┌─ Working data

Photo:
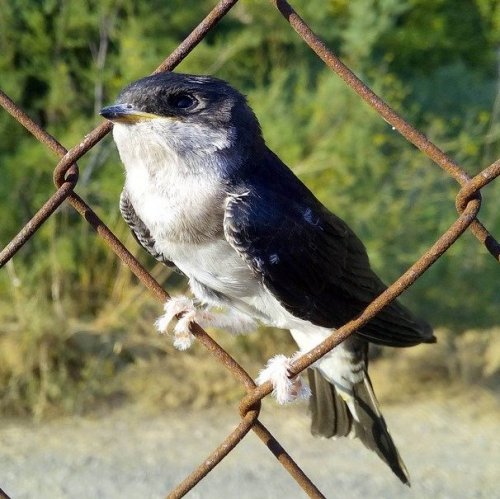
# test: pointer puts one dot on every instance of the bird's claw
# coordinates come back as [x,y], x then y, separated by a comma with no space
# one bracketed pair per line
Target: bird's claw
[285,389]
[183,338]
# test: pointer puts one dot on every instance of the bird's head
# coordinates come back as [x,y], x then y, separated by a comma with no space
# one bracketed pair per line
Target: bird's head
[191,116]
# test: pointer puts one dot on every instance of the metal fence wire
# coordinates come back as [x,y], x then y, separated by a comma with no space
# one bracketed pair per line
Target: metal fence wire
[468,203]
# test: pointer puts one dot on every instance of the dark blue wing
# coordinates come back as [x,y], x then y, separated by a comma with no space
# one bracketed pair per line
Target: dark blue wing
[309,258]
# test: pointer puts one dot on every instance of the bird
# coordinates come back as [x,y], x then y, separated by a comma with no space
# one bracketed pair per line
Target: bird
[203,193]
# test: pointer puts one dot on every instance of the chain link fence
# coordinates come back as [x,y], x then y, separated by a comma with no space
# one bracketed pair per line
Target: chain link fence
[468,204]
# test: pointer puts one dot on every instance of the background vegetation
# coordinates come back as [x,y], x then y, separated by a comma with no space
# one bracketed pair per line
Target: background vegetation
[76,328]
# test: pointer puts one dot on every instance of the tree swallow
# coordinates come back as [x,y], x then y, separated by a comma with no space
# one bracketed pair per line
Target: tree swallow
[205,194]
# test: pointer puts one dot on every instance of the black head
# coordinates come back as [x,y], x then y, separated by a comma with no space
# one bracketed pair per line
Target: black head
[200,100]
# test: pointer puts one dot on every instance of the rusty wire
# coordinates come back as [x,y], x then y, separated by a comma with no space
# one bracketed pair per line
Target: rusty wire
[468,204]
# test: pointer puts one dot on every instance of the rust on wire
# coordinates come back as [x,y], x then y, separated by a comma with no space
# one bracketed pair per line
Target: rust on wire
[402,126]
[468,203]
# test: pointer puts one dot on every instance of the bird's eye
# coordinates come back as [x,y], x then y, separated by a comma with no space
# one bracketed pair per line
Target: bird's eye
[182,101]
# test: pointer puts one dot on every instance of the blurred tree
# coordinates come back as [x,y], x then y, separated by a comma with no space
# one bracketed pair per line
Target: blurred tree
[435,62]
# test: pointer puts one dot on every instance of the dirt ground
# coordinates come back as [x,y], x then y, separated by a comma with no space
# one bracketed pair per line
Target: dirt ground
[451,447]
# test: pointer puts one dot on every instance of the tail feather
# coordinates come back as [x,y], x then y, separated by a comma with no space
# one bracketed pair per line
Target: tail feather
[357,414]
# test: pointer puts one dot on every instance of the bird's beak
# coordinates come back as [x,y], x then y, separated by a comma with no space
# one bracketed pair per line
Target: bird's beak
[125,113]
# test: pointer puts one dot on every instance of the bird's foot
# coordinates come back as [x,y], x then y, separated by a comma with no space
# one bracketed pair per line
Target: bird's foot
[185,307]
[285,389]
[233,321]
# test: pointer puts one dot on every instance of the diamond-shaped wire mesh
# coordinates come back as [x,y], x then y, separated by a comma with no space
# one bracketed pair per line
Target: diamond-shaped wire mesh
[468,203]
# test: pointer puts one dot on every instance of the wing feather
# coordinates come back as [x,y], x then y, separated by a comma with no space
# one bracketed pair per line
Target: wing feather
[139,229]
[314,264]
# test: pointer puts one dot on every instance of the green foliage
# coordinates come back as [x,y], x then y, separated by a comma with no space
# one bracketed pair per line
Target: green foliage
[65,296]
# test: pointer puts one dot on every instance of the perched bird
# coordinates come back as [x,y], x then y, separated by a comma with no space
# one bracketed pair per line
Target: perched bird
[205,194]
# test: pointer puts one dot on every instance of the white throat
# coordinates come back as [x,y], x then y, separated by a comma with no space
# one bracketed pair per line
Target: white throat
[176,189]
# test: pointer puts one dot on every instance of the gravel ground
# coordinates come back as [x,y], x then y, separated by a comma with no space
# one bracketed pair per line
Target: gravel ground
[452,449]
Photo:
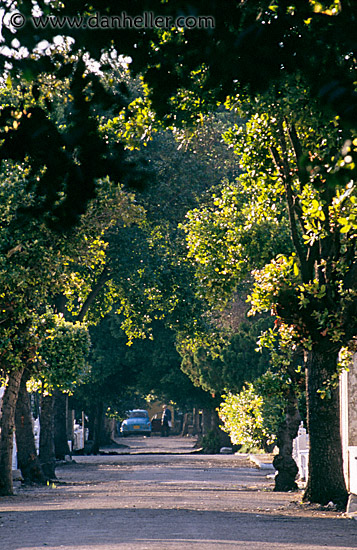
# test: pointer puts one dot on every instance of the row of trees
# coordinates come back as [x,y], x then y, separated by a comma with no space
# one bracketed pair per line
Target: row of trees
[286,228]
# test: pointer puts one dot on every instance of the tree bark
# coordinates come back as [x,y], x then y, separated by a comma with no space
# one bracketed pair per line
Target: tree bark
[28,461]
[47,445]
[326,481]
[60,425]
[284,462]
[7,431]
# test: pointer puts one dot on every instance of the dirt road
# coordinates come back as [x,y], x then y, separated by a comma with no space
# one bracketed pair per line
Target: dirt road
[166,502]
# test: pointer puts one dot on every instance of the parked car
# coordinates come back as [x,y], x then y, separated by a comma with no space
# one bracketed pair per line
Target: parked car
[138,422]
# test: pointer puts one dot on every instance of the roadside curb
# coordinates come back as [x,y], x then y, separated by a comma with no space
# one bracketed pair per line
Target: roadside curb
[351,510]
[261,463]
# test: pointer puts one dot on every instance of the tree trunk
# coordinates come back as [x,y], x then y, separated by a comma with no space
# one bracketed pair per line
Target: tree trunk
[7,431]
[60,425]
[326,481]
[98,424]
[196,422]
[47,445]
[284,462]
[207,422]
[28,461]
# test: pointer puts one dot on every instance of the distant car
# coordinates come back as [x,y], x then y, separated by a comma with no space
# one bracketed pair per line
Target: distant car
[138,422]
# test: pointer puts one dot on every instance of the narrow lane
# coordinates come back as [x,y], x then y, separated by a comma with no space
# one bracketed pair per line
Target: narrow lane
[166,502]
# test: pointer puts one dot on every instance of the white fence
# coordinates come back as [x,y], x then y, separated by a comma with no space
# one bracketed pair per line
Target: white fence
[301,452]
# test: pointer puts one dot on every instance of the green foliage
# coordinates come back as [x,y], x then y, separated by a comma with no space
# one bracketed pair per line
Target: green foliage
[228,367]
[63,355]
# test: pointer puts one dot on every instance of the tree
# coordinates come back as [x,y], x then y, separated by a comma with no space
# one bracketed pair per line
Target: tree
[188,70]
[295,172]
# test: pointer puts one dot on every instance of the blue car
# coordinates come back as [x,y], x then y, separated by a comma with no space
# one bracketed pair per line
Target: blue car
[138,422]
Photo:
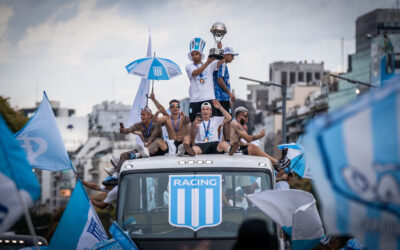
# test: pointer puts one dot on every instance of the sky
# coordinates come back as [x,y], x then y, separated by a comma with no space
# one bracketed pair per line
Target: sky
[77,51]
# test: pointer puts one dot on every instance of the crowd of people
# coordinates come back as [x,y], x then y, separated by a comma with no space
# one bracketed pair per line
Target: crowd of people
[212,127]
[209,129]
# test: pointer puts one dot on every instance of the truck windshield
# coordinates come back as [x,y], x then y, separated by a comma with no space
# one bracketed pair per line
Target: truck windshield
[144,208]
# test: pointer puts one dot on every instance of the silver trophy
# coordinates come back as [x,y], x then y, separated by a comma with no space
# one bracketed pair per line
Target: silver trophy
[218,30]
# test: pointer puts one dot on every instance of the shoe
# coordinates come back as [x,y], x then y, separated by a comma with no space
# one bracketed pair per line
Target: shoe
[144,152]
[109,170]
[181,150]
[114,161]
[189,149]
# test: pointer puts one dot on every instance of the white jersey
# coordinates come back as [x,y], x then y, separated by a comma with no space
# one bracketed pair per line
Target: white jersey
[212,127]
[199,91]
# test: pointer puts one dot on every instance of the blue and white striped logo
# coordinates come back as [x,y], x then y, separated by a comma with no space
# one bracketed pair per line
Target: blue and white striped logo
[195,201]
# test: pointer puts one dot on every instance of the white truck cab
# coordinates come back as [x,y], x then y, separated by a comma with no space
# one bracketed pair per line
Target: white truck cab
[170,202]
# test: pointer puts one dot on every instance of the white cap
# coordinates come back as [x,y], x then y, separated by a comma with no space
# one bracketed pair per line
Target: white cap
[229,51]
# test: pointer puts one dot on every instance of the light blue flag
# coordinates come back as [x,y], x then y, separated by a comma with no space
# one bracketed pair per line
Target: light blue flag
[16,176]
[121,237]
[42,140]
[295,211]
[79,227]
[357,151]
[297,160]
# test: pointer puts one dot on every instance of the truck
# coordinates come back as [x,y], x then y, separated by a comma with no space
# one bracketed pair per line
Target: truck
[170,202]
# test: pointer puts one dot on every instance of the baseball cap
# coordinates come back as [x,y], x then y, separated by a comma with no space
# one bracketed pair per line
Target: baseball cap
[229,51]
[206,104]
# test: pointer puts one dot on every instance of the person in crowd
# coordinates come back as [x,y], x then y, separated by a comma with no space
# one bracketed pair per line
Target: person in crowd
[150,133]
[206,130]
[222,87]
[201,77]
[177,124]
[109,185]
[237,132]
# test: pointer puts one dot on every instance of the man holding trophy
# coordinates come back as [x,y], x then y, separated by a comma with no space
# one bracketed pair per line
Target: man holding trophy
[200,74]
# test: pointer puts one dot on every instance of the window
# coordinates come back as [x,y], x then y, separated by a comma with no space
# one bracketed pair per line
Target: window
[292,78]
[308,77]
[143,204]
[301,77]
[283,78]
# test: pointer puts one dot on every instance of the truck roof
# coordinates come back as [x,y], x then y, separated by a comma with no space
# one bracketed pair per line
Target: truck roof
[199,161]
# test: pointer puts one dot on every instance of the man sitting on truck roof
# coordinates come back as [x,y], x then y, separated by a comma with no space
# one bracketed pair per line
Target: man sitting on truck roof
[178,125]
[206,130]
[151,134]
[238,133]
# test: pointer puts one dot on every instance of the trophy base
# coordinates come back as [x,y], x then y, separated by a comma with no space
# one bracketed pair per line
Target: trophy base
[216,53]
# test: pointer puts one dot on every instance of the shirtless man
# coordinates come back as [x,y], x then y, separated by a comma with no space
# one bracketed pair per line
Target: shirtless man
[237,133]
[177,124]
[151,134]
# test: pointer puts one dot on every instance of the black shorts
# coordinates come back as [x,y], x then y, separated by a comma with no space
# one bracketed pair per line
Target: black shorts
[177,143]
[226,105]
[209,147]
[244,150]
[161,152]
[195,107]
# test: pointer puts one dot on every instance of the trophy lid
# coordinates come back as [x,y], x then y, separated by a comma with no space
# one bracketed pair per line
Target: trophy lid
[218,29]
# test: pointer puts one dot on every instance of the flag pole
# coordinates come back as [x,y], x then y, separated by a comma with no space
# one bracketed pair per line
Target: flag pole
[29,222]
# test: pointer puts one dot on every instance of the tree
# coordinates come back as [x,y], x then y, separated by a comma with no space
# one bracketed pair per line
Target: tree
[15,120]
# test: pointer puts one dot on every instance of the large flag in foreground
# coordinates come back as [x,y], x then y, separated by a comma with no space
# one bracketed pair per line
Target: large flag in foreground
[79,227]
[140,101]
[357,149]
[297,160]
[295,211]
[16,176]
[42,140]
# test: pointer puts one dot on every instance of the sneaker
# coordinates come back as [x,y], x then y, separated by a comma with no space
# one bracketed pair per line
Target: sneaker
[181,150]
[189,149]
[144,152]
[109,170]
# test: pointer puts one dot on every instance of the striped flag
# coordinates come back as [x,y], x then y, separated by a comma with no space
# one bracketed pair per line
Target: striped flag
[79,227]
[17,181]
[295,211]
[42,141]
[357,149]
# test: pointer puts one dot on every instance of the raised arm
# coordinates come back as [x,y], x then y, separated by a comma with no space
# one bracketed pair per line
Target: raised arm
[154,133]
[200,70]
[227,116]
[158,105]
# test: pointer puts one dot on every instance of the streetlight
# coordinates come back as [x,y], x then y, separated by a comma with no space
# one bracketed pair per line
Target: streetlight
[283,87]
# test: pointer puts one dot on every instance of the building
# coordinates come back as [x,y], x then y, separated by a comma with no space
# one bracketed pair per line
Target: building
[258,96]
[369,27]
[105,118]
[290,73]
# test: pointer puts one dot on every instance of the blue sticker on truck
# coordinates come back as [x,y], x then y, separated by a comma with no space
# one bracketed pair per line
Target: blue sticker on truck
[195,201]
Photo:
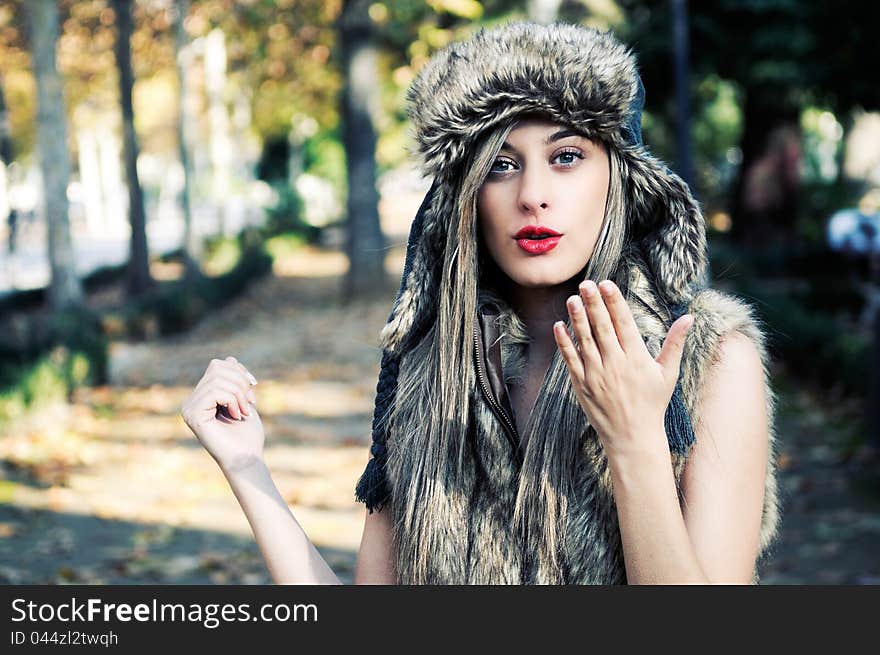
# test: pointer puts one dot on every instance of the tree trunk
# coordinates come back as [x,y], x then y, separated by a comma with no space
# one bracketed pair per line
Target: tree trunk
[65,290]
[7,211]
[365,244]
[192,250]
[138,277]
[681,47]
[756,226]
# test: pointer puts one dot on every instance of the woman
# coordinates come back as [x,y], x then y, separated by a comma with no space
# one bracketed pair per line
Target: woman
[562,400]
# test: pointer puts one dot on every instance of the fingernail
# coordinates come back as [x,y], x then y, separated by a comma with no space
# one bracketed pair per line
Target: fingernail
[589,287]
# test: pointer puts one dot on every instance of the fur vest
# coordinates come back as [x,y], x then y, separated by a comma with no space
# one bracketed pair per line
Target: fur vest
[586,79]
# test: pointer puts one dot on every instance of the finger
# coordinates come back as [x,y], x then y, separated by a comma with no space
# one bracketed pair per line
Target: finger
[241,367]
[230,377]
[580,325]
[228,395]
[603,329]
[673,346]
[570,355]
[202,407]
[228,371]
[628,334]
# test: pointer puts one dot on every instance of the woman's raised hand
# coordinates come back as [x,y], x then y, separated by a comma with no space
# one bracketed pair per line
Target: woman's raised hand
[221,412]
[621,387]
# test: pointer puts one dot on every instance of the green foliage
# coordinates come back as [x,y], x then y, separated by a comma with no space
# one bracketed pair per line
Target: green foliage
[807,300]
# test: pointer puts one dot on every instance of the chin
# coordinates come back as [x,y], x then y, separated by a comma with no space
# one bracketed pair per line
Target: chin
[541,279]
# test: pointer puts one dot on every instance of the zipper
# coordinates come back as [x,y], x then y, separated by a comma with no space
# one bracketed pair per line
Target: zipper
[506,422]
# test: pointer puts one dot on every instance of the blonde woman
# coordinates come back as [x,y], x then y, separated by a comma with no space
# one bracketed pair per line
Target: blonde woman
[562,398]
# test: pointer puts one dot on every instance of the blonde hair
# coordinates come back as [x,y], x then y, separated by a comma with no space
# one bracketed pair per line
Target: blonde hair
[432,414]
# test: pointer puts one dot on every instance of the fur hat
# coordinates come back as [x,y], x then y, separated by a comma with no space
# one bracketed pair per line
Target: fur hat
[575,76]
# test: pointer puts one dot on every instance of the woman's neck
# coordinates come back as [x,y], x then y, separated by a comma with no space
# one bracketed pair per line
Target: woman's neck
[539,308]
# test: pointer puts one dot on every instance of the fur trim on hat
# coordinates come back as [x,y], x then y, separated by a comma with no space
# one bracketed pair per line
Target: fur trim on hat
[576,76]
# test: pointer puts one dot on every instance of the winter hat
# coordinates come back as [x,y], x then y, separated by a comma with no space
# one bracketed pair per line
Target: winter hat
[573,75]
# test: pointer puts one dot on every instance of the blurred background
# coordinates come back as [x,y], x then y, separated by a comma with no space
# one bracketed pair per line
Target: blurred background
[183,180]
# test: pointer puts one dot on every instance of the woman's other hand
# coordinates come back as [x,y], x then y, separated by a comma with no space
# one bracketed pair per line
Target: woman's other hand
[221,412]
[621,387]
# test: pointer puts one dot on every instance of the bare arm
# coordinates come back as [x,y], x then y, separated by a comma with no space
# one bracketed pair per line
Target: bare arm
[625,392]
[375,564]
[289,554]
[713,536]
[221,412]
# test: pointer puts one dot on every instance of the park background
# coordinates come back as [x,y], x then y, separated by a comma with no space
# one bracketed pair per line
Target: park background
[203,178]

└─

* Task goal
Write out the lines above, starting at the line that contains "the blonde woman" and ending with the final line, and nothing else; copy them exactly.

* Response to this task
# test: pointer puts one dot on every instance of the blonde woman
# coordinates come back as [x,y], x then y, separated by a comma with no space
# one bracketed pair per line
Target: blonde woman
[562,398]
# test: pointer puts one dot on every instance of the blonde hair
# coordinates come back as [x,y], x then y, separated by a comma with no space
# one bracketed pair per line
Target: blonde hair
[432,414]
# test: pointer puts one dot on every instance of the fur hat
# coordinates come back as [x,y], x then y, separated by a comma with no space
# one bracketed pair per line
Target: fur hat
[575,76]
# test: pointer puts one dot on every instance of the woman's neck
# coordinates come back as [x,y], x then y, separated by a comma with no space
# one bracketed pair per line
Target: woman's neck
[539,308]
# test: pointer puts one dot on every instance of the fur trim on hat
# coordinates come back as [x,y], x then y, separated by a comma with no space
# one bracketed pair per line
Target: fur trim on hat
[576,76]
# test: pointer puts one dot on every instance of the winter hat
# coordinates come back as [x,y], x then y, separated by a comma with no space
# one bracketed pair per line
Target: winter hat
[573,75]
# test: pointer puts one dot on every instance of the blurred background
# coordinates come back as [x,y], x then y, separated by a comma with no space
# one bracketed pair per line
Target: blurred background
[183,180]
# test: pointer puts one dot on every instance of the woman's other hand
# coordinates come back as [x,y], x then y, separated by a comma with no space
# one bracketed pair per line
Target: woman's other hand
[221,412]
[621,387]
# test: pointer puts one dot on every instance of the bare arm
# coordinates come back as [x,y], x then y, separated by a comma with no space
# one bracketed pair per line
Target: bare arm
[625,392]
[375,564]
[289,554]
[713,536]
[221,412]
# test: pointer puts one dot on every instance of the park background
# coordinates come back as [x,y], x then y, separated by a comma with no space
# one bracketed pair per line
Target: park background
[203,178]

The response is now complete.